— Begin Supplied material —

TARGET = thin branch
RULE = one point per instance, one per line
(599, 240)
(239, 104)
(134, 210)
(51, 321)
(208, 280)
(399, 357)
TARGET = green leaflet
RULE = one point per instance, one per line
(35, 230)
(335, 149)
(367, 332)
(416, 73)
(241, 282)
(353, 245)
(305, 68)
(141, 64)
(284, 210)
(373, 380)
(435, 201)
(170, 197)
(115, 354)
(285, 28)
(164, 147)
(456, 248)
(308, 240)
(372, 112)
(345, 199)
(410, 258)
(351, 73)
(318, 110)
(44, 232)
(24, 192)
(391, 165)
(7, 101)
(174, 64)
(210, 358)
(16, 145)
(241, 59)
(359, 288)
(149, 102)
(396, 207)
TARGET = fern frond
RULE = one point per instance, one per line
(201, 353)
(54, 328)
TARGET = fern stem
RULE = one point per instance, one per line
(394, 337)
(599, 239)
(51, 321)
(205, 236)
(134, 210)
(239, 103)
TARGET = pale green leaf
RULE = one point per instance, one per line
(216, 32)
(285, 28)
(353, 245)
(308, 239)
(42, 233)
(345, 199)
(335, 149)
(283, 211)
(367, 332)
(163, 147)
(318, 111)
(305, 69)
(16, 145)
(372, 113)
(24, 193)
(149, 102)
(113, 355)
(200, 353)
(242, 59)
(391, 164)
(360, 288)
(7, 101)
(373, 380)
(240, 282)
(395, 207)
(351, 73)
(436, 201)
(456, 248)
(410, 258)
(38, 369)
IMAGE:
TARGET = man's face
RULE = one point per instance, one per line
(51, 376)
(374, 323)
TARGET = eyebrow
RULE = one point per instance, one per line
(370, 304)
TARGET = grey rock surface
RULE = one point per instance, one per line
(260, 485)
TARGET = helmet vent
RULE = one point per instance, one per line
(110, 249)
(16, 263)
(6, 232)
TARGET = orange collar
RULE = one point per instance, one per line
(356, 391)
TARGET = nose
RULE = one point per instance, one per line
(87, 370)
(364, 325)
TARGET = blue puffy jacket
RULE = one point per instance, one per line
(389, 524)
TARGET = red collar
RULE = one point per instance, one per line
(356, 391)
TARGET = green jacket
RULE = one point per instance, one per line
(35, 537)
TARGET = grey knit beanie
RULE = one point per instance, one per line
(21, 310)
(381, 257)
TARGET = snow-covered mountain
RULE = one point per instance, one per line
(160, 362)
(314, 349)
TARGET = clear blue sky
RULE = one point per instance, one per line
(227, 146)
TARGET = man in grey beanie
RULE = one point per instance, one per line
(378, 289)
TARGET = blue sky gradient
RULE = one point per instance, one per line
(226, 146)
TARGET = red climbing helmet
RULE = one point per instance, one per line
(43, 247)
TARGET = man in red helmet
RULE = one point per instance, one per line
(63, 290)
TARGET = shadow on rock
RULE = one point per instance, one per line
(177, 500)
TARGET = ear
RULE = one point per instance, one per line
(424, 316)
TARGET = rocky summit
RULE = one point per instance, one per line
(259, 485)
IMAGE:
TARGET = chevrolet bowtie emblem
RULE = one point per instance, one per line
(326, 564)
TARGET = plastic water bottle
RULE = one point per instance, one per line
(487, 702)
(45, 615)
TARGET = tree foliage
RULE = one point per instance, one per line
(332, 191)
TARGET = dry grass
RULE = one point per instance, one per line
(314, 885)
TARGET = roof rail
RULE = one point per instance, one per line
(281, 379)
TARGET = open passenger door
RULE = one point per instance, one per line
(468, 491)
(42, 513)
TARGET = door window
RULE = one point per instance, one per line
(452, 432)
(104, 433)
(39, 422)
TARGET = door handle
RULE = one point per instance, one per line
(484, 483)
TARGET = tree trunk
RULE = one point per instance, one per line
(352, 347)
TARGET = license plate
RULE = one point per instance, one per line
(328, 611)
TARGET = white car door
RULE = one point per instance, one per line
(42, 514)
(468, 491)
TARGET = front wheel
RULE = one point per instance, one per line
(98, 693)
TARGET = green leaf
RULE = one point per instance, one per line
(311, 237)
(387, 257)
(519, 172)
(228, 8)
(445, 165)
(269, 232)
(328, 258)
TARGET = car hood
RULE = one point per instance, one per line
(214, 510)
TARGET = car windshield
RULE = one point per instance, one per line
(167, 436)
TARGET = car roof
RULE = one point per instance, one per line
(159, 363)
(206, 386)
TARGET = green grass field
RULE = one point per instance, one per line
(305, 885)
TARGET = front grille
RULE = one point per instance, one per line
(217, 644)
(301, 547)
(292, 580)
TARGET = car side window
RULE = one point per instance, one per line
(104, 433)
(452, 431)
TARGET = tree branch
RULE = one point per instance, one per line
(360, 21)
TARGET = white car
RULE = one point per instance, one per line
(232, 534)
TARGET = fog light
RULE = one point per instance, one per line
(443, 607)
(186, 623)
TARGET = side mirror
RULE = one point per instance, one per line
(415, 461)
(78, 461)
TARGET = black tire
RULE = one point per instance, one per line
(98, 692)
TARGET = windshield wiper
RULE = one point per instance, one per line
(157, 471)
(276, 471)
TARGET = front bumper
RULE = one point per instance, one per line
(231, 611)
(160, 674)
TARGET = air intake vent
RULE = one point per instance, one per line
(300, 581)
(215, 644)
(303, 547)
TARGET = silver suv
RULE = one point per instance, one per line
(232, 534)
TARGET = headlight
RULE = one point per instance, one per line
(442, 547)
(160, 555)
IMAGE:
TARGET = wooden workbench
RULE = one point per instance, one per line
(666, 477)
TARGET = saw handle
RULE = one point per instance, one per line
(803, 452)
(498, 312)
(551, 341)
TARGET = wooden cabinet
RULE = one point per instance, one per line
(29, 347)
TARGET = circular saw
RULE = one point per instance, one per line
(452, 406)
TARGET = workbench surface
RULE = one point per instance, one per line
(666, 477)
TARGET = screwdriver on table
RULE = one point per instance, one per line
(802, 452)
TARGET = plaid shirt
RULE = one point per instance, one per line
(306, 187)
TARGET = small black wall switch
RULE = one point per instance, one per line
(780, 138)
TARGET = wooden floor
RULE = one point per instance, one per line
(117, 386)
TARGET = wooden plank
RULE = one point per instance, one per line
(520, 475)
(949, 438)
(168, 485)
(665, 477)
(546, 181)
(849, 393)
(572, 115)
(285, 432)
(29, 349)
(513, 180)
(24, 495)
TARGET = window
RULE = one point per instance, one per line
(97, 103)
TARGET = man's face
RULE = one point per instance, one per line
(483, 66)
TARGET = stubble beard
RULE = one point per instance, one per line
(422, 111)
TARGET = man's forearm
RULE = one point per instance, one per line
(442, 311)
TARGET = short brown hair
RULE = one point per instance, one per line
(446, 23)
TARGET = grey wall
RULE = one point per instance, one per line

— End Supplied material —

**Goal**
Give the material above as a JSON list of strings, one string per line, with blank lines omitted.

**Solution to the problem**
[
  "TARGET = thin branch",
  "RULE = one point per instance, one per line",
  "(599, 240)",
  "(239, 104)",
  "(134, 210)",
  "(51, 321)",
  "(208, 280)",
  "(399, 357)",
  "TARGET = green leaflet",
  "RULE = one point per instance, one per line",
  "(35, 230)",
  "(335, 149)",
  "(367, 332)",
  "(416, 73)",
  "(241, 282)",
  "(353, 245)",
  "(305, 68)",
  "(141, 64)",
  "(284, 210)",
  "(373, 380)",
  "(435, 201)",
  "(170, 197)",
  "(115, 354)",
  "(285, 28)",
  "(164, 147)",
  "(456, 248)",
  "(308, 240)",
  "(372, 112)",
  "(345, 199)",
  "(410, 258)",
  "(351, 73)",
  "(318, 110)",
  "(44, 232)",
  "(24, 192)",
  "(391, 165)",
  "(7, 101)",
  "(174, 64)",
  "(210, 358)",
  "(16, 145)",
  "(241, 59)",
  "(359, 288)",
  "(149, 102)",
  "(396, 207)",
  "TARGET = fern frond",
  "RULE = one point per instance, one per line",
  "(201, 353)",
  "(54, 328)",
  "TARGET = fern stem",
  "RULE = one point per instance, one per line",
  "(394, 337)",
  "(599, 239)",
  "(51, 321)",
  "(205, 236)",
  "(134, 210)",
  "(239, 103)",
  "TARGET = pale green leaf",
  "RULE = one point per instance, one per line",
  "(216, 32)",
  "(285, 28)",
  "(353, 245)",
  "(308, 239)",
  "(42, 233)",
  "(345, 199)",
  "(335, 149)",
  "(283, 211)",
  "(367, 332)",
  "(163, 147)",
  "(318, 111)",
  "(305, 69)",
  "(16, 145)",
  "(372, 113)",
  "(24, 193)",
  "(149, 102)",
  "(113, 355)",
  "(200, 353)",
  "(242, 59)",
  "(391, 164)",
  "(360, 288)",
  "(7, 101)",
  "(373, 380)",
  "(240, 282)",
  "(395, 207)",
  "(351, 73)",
  "(436, 201)",
  "(456, 248)",
  "(410, 258)",
  "(38, 369)",
  "IMAGE:",
  "TARGET = man's face",
  "RULE = one point per instance, one per line",
  "(51, 376)",
  "(374, 323)",
  "TARGET = eyebrow",
  "RULE = one point per instance, one per line",
  "(370, 304)",
  "TARGET = grey rock surface",
  "RULE = one point per instance, one per line",
  "(260, 485)",
  "TARGET = helmet vent",
  "RULE = one point per instance, one per line",
  "(110, 249)",
  "(16, 263)",
  "(6, 232)",
  "TARGET = orange collar",
  "RULE = one point per instance, one per line",
  "(356, 391)",
  "TARGET = nose",
  "RULE = one point per instance, one per line",
  "(87, 370)",
  "(364, 325)",
  "TARGET = blue puffy jacket",
  "RULE = one point per instance, one per line",
  "(389, 524)",
  "TARGET = red collar",
  "RULE = one point per instance, one per line",
  "(356, 391)",
  "TARGET = green jacket",
  "RULE = one point per instance, one per line",
  "(35, 537)",
  "TARGET = grey knit beanie",
  "RULE = one point per instance, one per line",
  "(21, 310)",
  "(381, 257)",
  "TARGET = snow-covered mountain",
  "RULE = one point per instance, one per line",
  "(160, 362)",
  "(314, 349)",
  "TARGET = clear blue sky",
  "RULE = one point per instance, one per line",
  "(227, 146)",
  "TARGET = man in grey beanie",
  "RULE = one point per instance, one per line",
  "(378, 289)",
  "TARGET = blue sky gradient",
  "RULE = one point per instance, one per line",
  "(226, 146)",
  "TARGET = red climbing helmet",
  "RULE = one point per instance, one per line",
  "(43, 247)",
  "TARGET = man in red helmet",
  "RULE = one point per instance, one per line",
  "(63, 290)",
  "TARGET = shadow on rock",
  "RULE = one point per instance, one per line",
  "(177, 500)",
  "TARGET = ear",
  "RULE = one point per instance, one per line",
  "(424, 316)",
  "TARGET = rocky summit",
  "RULE = one point per instance, one per line",
  "(259, 485)",
  "IMAGE:",
  "TARGET = chevrolet bowtie emblem",
  "RULE = one point per instance, one per line",
  "(326, 564)",
  "TARGET = plastic water bottle",
  "RULE = one point per instance, one per line",
  "(487, 702)",
  "(45, 615)",
  "TARGET = tree foliage",
  "RULE = one point per instance, one per line",
  "(332, 191)",
  "TARGET = dry grass",
  "RULE = one point per instance, one per line",
  "(314, 885)",
  "TARGET = roof rail",
  "RULE = one point per instance, one per line",
  "(281, 379)",
  "TARGET = open passenger door",
  "RULE = one point per instance, one per line",
  "(468, 491)",
  "(42, 513)",
  "TARGET = door window",
  "RULE = one point per instance, one per line",
  "(452, 432)",
  "(104, 433)",
  "(39, 422)",
  "TARGET = door handle",
  "RULE = one point per instance, one per line",
  "(484, 483)",
  "TARGET = tree trunk",
  "RULE = one point per instance, one per line",
  "(352, 347)",
  "TARGET = license plate",
  "RULE = one point per instance, one per line",
  "(328, 611)",
  "TARGET = white car door",
  "RULE = one point per instance, one per line",
  "(42, 514)",
  "(468, 491)",
  "TARGET = front wheel",
  "RULE = one point per instance, one per line",
  "(98, 693)",
  "TARGET = green leaf",
  "RULE = one point per instance, one per line",
  "(311, 237)",
  "(387, 257)",
  "(519, 172)",
  "(228, 8)",
  "(445, 165)",
  "(269, 232)",
  "(328, 258)",
  "TARGET = car hood",
  "RULE = one point per instance, one per line",
  "(214, 510)",
  "TARGET = car windshield",
  "RULE = one point per instance, one per line",
  "(167, 436)",
  "TARGET = car roof",
  "RULE = one point per instance, one per line",
  "(159, 363)",
  "(206, 386)",
  "TARGET = green grass field",
  "RULE = one point per instance, one per line",
  "(305, 885)",
  "TARGET = front grille",
  "RULE = one point per instance, one per line",
  "(217, 644)",
  "(301, 547)",
  "(292, 580)",
  "TARGET = car side window",
  "RULE = one point per instance, one per line",
  "(104, 433)",
  "(452, 431)",
  "TARGET = tree branch",
  "RULE = one point per instance, one per line",
  "(360, 21)",
  "TARGET = white car",
  "RULE = one point per instance, one per line",
  "(232, 534)",
  "TARGET = fog light",
  "RULE = one point per instance, one per line",
  "(443, 607)",
  "(186, 623)",
  "TARGET = side mirror",
  "RULE = one point per instance, one per line",
  "(415, 461)",
  "(78, 461)",
  "TARGET = black tire",
  "RULE = one point per instance, one per line",
  "(98, 692)",
  "TARGET = windshield wiper",
  "RULE = one point per instance, one per line",
  "(157, 471)",
  "(276, 471)",
  "TARGET = front bumper",
  "RULE = one point per instance, one per line",
  "(231, 611)",
  "(160, 674)",
  "TARGET = air intake vent",
  "RULE = one point per instance, one per line",
  "(300, 581)",
  "(215, 644)",
  "(303, 547)",
  "TARGET = silver suv",
  "RULE = one point per instance, one per line",
  "(232, 534)",
  "TARGET = headlight",
  "RULE = one point per instance, one per line",
  "(442, 547)",
  "(160, 555)",
  "IMAGE:",
  "TARGET = wooden workbench",
  "RULE = one point per instance, one per line",
  "(666, 477)",
  "TARGET = saw handle",
  "RULE = one point per instance, one per line",
  "(803, 452)",
  "(498, 312)",
  "(551, 341)",
  "TARGET = wooden cabinet",
  "RULE = one point per instance, one per line",
  "(29, 347)",
  "TARGET = circular saw",
  "RULE = one point per instance, one per line",
  "(452, 406)",
  "TARGET = workbench surface",
  "RULE = one point per instance, one per line",
  "(666, 477)",
  "TARGET = screwdriver on table",
  "RULE = one point per instance, one per line",
  "(802, 452)",
  "TARGET = plaid shirt",
  "RULE = one point per instance, one per line",
  "(306, 187)",
  "TARGET = small black wall switch",
  "RULE = one point per instance, one per line",
  "(780, 138)",
  "TARGET = wooden floor",
  "RULE = one point per instance, one per line",
  "(117, 386)",
  "TARGET = wooden plank",
  "RULE = one point per instance, one per line",
  "(520, 475)",
  "(949, 438)",
  "(168, 485)",
  "(665, 477)",
  "(546, 181)",
  "(849, 393)",
  "(572, 115)",
  "(285, 432)",
  "(29, 349)",
  "(513, 180)",
  "(24, 495)",
  "TARGET = window",
  "RULE = one point per instance, one per line",
  "(97, 103)",
  "TARGET = man's face",
  "RULE = one point per instance, one per line",
  "(483, 66)",
  "TARGET = stubble beard",
  "RULE = one point per instance, one per line",
  "(422, 111)",
  "TARGET = man's forearm",
  "RULE = one point per instance, one per line",
  "(442, 311)",
  "TARGET = short brown hair",
  "RULE = one point per instance, one per line",
  "(446, 23)",
  "TARGET = grey wall",
  "RULE = one point per instance, one per line"
]